> **WHAT TO PRODUCE**
Please reproduce the records below verbatim, omitting the pictures.

[Begin PROVIDED DATA]

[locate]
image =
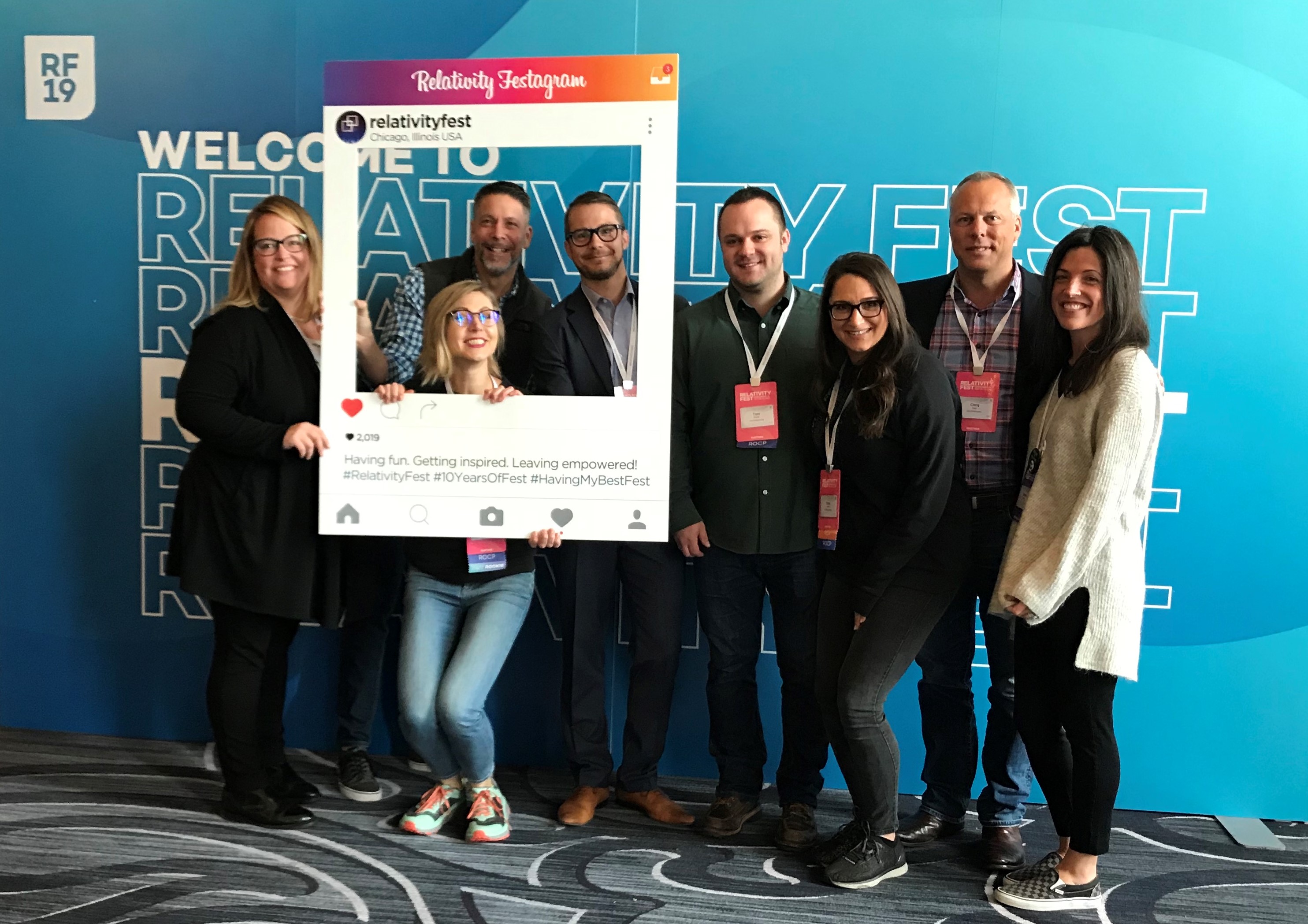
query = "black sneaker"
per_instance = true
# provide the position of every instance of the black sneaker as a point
(355, 777)
(870, 862)
(796, 831)
(287, 786)
(1047, 892)
(261, 808)
(838, 845)
(1049, 862)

[End PROVIDED DATA]

> **RESULT OF THE TASK**
[locate]
image =
query = "black sneaker"
per_instance = true
# provide the position of every instance of the black sneaker as a point
(355, 777)
(870, 862)
(796, 831)
(287, 786)
(1047, 892)
(261, 808)
(838, 845)
(1049, 862)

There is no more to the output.